* Texto dado

▬▬▬▬▬▬▬▬▬▬

(Este reportaje de Infoamazonía es parte del Especial Tierra de Resistentes que puede ser visitado aquí)
En Rondonia los indígenas se encuentran cercados. No se trata de una metáfora. Abra un mapa de Brasil y ubique el estado al noreste de Bolivia: décadas de deforestación convirtieron a las tierras indígenas en las últimas manchas verdes en el territorio.
En ellas nacen los ríos que recorren todo el estado. Allí están los bosques que sirven de morada para varias etnias reducidas a un centenar de sobrevivientes.
Actualmente, estas tierras son codiciadas por su madera, su minería, su “valor de mercado”. En este cerco no solo la naturaleza es amedrentada, las comunidades indígenas están acorraladas.

▬▬▬▬▬▬▬▬▬▬

* Datos disponibles

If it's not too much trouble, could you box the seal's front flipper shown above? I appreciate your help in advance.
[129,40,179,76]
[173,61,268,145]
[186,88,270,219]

▬▬▬▬▬▬▬▬▬▬

* Tarea propuesta
Reproduce literalmente un pasaje del texto dado: empieza en las palabras que contienen "En Rondonia los" y detente después de "centenar de sobrevivientes.".

* Respuesta al ejercicio
En Rondonia los indígenas se encuentran cercados. No se trata de una metáfora. Abra un mapa de Brasil y ubique el estado al noreste de Bolivia: décadas de deforestación convirtieron a las tierras indígenas en las últimas manchas verdes en el territorio.
En ellas nacen los ríos que recorren todo el estado. Allí están los bosques que sirven de morada para varias etnias reducidas a un centenar de sobrevivientes.